_EXERCISE DATA_

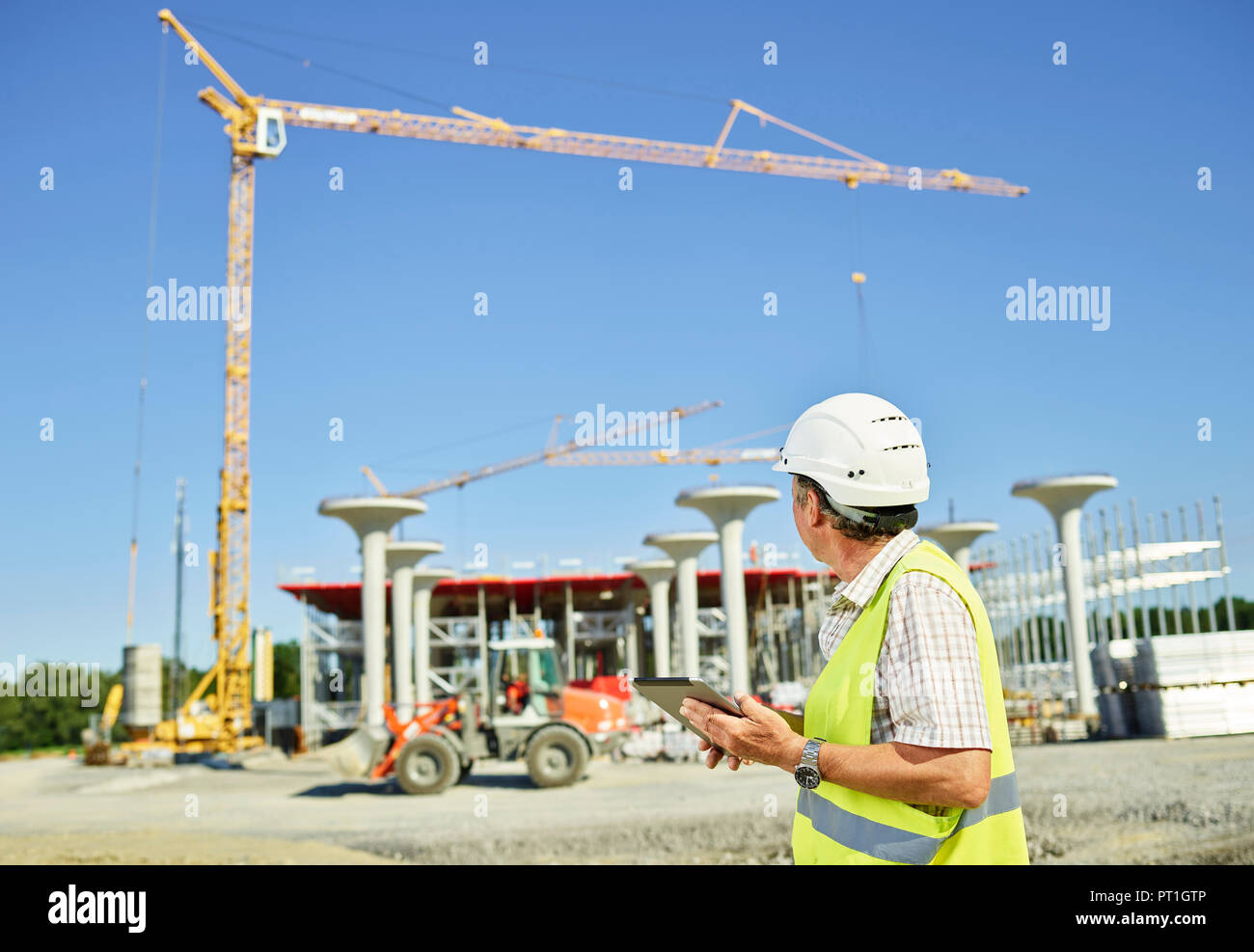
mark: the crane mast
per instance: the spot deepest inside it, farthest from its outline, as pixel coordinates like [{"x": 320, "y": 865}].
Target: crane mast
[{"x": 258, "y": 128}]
---
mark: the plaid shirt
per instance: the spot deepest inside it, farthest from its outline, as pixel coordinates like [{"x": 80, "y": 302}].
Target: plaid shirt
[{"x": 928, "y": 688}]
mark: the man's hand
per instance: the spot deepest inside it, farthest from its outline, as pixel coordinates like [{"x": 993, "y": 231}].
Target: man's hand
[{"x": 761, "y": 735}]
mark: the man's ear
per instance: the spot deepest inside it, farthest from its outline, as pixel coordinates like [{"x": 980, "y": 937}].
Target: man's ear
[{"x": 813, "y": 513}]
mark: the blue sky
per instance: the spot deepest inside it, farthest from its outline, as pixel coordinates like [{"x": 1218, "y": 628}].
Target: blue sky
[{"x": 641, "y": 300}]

_AIM OF THE TASK_
Filter the rows above down to the lines that contain the string "mark", and copy out each of those lines. Case counts.

_FULL ANSWER_
mark: the crane mast
mark: the plaid shirt
mark: the man's hand
mark: the man's ear
mark: the blue sky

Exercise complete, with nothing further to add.